- What you should do:
Reproduce every line of the data below word for word, leaving the pictures out.

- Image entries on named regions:
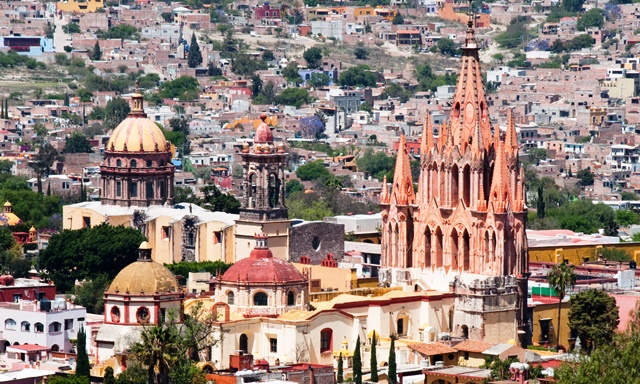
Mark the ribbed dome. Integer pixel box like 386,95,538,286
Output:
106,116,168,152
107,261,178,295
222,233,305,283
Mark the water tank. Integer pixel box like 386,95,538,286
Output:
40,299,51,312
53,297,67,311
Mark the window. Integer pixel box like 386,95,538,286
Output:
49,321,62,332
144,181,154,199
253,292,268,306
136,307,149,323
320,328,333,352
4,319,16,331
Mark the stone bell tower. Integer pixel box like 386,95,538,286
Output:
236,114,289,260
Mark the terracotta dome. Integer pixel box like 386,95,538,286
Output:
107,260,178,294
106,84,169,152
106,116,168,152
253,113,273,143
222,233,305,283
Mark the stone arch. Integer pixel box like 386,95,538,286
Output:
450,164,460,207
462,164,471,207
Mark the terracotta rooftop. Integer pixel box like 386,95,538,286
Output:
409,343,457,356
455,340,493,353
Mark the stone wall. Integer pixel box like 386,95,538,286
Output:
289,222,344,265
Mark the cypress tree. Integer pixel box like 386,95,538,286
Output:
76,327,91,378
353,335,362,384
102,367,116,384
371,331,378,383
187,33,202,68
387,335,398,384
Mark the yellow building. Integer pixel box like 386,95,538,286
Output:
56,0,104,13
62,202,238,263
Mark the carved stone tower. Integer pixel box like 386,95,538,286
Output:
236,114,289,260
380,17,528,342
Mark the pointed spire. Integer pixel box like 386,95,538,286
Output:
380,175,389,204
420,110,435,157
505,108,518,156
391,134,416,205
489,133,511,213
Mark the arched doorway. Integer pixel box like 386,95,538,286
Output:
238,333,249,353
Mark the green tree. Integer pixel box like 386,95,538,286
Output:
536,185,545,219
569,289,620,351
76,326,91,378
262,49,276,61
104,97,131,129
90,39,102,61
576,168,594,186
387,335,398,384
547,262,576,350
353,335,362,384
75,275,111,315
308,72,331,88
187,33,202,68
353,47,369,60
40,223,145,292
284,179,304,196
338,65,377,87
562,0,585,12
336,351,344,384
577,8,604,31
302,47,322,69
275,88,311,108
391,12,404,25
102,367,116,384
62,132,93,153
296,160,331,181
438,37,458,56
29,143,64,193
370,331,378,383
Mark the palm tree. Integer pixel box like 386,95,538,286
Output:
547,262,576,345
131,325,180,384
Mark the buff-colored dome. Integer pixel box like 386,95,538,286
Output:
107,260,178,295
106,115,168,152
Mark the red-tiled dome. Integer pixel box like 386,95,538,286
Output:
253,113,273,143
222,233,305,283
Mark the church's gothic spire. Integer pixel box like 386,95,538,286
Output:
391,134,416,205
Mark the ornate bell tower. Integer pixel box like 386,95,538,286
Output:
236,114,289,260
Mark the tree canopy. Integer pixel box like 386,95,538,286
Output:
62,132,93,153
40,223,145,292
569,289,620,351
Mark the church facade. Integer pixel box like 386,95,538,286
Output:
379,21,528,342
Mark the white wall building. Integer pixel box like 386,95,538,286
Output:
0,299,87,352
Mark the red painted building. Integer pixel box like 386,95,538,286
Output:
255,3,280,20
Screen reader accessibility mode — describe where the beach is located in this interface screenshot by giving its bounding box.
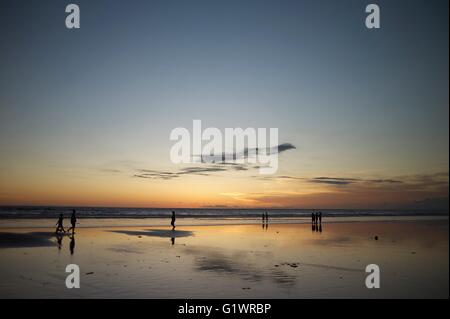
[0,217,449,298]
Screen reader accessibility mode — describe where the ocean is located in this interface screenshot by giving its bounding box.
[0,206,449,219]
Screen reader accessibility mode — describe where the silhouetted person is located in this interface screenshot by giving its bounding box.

- Answer below:
Mark the ribbed dome. Integer pixel box like 386,95,538,286
Output:
106,116,168,152
107,261,178,295
222,233,305,283
Mark the water tank. Integer pixel box like 386,95,538,286
Output:
40,299,51,312
53,297,67,311
Mark the window. Integer pixel box like 386,95,538,286
Output:
49,321,62,332
144,181,154,199
253,292,268,306
136,307,149,323
320,328,333,352
4,319,16,331
Mark the stone bell tower. Integer pixel box like 386,95,538,286
Output:
236,114,289,260
Mark the terracotta dome. Integer pixel box like 386,95,538,286
Output:
107,260,178,294
106,84,169,152
106,116,168,152
253,113,273,143
222,233,305,283
Mark the stone arch. Integer pixel box like 386,95,538,286
Output:
450,164,460,207
462,164,471,207
Mark the terracotta rooftop. Integer pixel box like 386,95,538,286
Output:
409,343,457,356
455,340,493,353
Mark the stone wall. Integer pixel box like 386,95,538,286
Output:
289,222,344,265
Mark the cypress tree. Integer pixel box like 386,95,538,286
Output:
76,327,91,378
353,335,362,384
102,367,116,384
371,331,378,383
187,33,202,68
387,335,398,384
Mark the yellow building. Integer pixel box like 386,95,538,286
Output:
56,0,104,13
62,202,238,263
Mark the carved stone tower. Integer pixel box like 386,95,538,286
Output:
236,114,289,260
380,17,528,342
Mark the pointed spire. Integer pixel box like 386,95,538,286
Output:
380,175,389,204
420,110,435,157
505,108,518,156
391,134,416,205
489,133,511,213
Mark the arched doorway. Integer pixel box like 386,95,538,286
Output:
238,333,249,353
Mark the green tree. Integer pixel box like 386,95,538,286
Output:
536,185,545,219
569,289,620,351
76,326,91,378
262,49,276,61
104,97,131,129
90,39,102,61
576,168,594,186
387,335,398,384
547,262,576,350
353,335,362,384
75,275,111,315
308,72,331,88
187,33,202,68
353,47,369,60
40,223,145,292
284,179,304,196
338,65,377,87
562,0,585,12
336,351,344,384
577,8,604,31
302,47,322,69
275,88,311,108
391,12,404,25
102,367,116,384
62,132,93,153
296,160,331,181
438,37,458,56
29,143,64,193
370,331,378,383
Mark the palm tree. Integer pixel box like 386,95,538,286
Output:
547,262,576,345
131,325,180,384
Mark the buff-colored dome. Integer pixel box like 386,95,538,286
Output:
107,260,178,295
106,115,168,152
Mark the red-tiled dome. Integer pixel box like 386,95,538,286
Output:
253,113,273,143
222,233,305,283
Mark the church's gothic spire. Integer pixel box like 386,95,538,286
Output:
391,134,416,205
Mark the ornate bell tower. Integer pixel box like 386,95,538,286
Output:
236,114,289,260
Mark the tree canopy. Integer pixel box like 386,95,538,286
Output:
62,132,93,153
40,223,145,292
569,289,620,351
Mark the church facade. Integer pixel box like 386,95,538,286
Output:
379,21,528,342
Mark the white wall building. Integer pixel box like 386,95,538,286
Output:
0,299,87,352
Mark the red painted building. Integer pixel box like 386,95,538,286
Output:
255,3,280,20
Screen reader accessibility mode — describe where the beach is located in this interface screenshot by giving its bounding box.
[0,217,449,298]
Screen reader accessibility mode — describe where the ocean is located in this interface screenshot by giving its bounding box.
[0,206,449,219]
Screen reader accessibility mode — describe where the silhouetted person is located in this interface screenshot by giving its bounding box.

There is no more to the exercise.